§ **WHAT THE TASK REQUIRES**
Count the lines in the records below that contain the word "sock". Give only the number.

:::::

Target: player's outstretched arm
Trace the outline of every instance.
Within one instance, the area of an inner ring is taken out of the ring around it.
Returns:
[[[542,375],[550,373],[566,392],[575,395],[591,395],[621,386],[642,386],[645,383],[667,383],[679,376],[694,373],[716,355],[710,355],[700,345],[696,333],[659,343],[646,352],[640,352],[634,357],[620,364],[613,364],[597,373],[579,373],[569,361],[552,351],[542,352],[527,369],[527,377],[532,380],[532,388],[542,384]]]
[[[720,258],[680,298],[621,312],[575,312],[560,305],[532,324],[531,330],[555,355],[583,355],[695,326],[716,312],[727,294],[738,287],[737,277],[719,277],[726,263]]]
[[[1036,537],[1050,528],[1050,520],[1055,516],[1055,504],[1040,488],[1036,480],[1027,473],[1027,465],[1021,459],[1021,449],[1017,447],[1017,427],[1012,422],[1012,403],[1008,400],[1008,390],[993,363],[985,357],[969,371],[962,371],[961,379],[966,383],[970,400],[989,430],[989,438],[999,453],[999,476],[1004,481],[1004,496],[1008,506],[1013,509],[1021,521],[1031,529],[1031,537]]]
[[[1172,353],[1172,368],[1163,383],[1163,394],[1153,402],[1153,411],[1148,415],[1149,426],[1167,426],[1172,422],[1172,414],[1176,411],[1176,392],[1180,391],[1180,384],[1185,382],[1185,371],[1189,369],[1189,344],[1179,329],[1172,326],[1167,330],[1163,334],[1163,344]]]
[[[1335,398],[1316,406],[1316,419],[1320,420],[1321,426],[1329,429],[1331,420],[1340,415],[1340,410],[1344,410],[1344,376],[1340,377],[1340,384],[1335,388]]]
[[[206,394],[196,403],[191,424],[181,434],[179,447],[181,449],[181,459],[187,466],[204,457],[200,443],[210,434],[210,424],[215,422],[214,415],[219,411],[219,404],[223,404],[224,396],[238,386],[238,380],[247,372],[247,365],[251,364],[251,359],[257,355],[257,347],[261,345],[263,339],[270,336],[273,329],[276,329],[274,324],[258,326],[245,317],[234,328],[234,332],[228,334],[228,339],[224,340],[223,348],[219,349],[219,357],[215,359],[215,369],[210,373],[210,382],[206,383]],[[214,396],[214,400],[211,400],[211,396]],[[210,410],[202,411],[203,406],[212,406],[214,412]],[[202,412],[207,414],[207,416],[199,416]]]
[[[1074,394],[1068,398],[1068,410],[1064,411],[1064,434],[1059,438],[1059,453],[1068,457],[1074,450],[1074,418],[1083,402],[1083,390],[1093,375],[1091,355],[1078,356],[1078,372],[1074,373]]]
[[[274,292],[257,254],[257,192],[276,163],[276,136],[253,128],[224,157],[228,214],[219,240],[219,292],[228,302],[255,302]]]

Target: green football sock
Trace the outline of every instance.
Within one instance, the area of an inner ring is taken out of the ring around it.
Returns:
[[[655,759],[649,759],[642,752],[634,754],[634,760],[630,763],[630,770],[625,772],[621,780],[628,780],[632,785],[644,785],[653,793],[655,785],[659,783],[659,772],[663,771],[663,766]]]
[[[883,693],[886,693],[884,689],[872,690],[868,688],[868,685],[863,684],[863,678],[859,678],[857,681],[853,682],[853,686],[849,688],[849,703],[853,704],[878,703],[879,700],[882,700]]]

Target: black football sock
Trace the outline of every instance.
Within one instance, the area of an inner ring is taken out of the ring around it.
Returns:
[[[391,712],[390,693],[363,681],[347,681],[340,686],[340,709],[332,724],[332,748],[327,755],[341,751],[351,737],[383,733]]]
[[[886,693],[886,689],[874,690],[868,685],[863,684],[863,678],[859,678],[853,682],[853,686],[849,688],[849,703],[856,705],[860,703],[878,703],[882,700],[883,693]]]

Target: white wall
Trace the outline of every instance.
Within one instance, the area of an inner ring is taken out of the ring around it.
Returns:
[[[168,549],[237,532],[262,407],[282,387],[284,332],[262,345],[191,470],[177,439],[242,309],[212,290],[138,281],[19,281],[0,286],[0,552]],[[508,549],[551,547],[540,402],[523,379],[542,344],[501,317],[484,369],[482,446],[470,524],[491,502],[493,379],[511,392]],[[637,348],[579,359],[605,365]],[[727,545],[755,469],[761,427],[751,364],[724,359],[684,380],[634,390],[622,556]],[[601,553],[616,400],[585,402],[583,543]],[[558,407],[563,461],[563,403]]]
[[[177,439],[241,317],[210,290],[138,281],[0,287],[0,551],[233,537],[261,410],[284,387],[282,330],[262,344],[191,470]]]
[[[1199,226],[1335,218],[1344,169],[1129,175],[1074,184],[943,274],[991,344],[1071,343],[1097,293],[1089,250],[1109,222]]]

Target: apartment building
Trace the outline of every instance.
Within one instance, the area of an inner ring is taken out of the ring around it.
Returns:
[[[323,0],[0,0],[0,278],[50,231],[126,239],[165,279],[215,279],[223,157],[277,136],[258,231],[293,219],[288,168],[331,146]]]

:::::

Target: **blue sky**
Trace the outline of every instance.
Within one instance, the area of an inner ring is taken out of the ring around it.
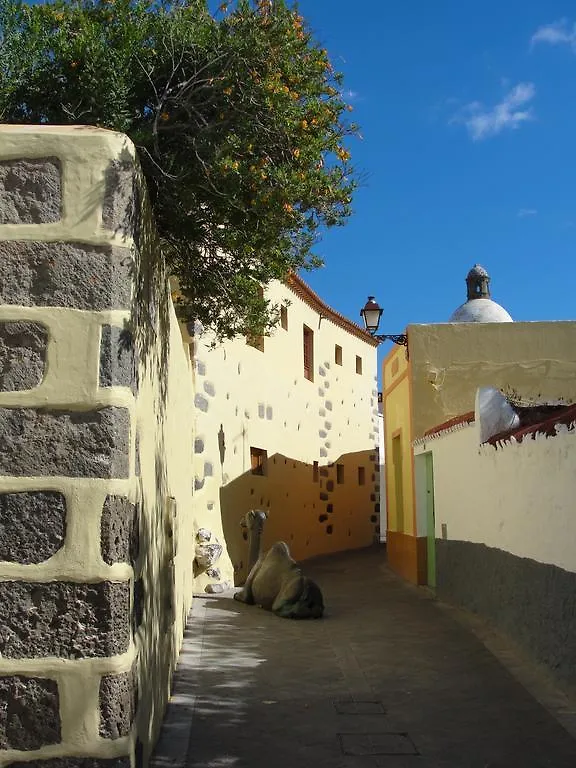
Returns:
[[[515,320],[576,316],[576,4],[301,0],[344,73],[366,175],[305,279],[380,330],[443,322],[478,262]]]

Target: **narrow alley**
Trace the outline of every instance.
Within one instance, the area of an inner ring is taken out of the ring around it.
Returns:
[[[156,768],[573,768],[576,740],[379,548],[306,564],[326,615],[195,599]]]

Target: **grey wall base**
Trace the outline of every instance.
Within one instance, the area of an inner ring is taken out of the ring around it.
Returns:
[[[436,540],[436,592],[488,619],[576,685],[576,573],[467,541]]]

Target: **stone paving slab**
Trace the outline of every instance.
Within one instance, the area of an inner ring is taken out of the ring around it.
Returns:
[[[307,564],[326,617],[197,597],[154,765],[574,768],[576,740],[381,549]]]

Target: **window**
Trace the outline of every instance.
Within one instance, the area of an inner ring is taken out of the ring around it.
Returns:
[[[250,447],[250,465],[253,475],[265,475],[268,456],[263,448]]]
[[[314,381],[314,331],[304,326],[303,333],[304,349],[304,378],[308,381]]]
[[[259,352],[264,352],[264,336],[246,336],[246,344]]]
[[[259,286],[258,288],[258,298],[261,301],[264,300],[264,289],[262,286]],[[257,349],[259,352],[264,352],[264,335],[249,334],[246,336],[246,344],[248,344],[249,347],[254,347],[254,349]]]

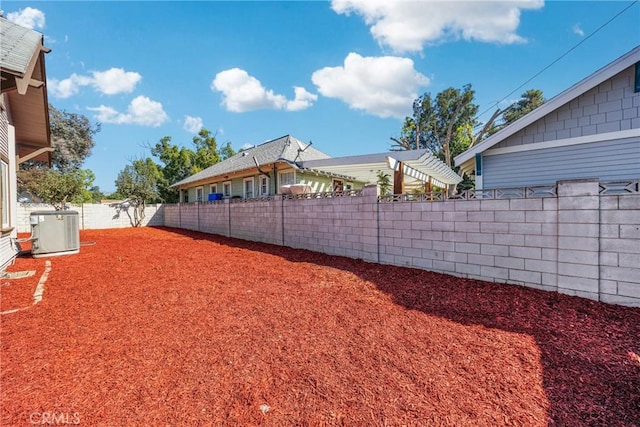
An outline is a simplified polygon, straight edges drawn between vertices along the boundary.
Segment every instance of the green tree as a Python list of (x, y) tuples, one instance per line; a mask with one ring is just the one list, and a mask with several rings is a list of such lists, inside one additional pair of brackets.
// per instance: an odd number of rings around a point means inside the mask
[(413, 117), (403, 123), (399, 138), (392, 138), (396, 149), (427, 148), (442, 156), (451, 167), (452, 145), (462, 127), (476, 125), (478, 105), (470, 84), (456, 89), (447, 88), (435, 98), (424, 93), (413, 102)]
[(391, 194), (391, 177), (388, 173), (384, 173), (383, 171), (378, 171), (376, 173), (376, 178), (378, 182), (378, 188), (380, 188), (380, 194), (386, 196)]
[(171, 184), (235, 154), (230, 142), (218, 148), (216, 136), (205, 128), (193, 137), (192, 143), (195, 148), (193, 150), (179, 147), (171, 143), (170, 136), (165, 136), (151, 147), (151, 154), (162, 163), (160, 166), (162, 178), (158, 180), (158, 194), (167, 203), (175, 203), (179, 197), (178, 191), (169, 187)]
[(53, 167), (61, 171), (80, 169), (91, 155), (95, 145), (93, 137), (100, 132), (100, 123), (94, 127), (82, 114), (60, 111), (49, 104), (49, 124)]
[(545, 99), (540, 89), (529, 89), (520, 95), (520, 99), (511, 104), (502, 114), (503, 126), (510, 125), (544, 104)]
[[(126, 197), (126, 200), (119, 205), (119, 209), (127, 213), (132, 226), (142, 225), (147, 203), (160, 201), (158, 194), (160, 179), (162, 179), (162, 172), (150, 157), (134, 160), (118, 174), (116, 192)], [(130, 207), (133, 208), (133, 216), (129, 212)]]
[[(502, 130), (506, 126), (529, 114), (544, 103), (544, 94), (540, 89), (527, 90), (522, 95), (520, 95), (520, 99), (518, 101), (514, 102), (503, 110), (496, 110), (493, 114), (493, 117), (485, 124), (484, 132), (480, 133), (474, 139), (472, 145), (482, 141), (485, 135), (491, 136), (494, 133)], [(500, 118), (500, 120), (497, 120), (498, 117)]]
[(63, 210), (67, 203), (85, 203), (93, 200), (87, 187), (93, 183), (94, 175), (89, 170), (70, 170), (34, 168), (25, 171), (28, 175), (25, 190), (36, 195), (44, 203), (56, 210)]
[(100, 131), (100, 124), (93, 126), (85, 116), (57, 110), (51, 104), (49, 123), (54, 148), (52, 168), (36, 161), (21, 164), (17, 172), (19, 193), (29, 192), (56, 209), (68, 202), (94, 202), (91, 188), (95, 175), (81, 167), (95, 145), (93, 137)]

:::::

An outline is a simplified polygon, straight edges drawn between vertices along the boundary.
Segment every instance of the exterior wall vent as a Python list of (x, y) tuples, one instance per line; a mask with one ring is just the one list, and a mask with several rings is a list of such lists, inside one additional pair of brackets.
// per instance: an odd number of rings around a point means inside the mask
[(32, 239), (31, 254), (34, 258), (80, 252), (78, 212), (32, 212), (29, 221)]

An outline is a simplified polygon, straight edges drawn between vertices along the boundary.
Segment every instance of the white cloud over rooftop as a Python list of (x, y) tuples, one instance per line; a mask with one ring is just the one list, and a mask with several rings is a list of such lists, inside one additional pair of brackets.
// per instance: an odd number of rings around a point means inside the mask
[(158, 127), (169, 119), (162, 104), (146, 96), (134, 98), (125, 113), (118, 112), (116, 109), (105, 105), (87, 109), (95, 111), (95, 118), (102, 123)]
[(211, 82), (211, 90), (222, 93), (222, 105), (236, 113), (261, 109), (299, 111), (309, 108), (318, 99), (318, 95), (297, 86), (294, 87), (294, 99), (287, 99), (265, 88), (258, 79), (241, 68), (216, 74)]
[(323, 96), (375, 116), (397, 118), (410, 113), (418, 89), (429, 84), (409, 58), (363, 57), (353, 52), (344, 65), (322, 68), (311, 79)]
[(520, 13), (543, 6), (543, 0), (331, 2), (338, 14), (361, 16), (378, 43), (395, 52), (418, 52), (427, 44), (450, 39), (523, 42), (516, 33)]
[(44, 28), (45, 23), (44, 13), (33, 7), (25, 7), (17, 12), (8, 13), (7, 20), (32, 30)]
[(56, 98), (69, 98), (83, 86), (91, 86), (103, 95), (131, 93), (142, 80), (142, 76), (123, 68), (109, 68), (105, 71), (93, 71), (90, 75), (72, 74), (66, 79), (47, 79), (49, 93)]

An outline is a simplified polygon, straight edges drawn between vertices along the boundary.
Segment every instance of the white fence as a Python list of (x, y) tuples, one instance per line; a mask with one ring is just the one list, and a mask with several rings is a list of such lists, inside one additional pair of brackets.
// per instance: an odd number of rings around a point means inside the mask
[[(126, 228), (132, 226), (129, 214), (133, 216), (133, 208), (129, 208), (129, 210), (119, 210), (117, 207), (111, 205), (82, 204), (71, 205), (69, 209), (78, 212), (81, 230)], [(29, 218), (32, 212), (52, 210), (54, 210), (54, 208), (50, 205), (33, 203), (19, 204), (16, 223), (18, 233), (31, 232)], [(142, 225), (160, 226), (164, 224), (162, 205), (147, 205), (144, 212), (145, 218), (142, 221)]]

:::::

§ **EXPECTED OUTPUT**
2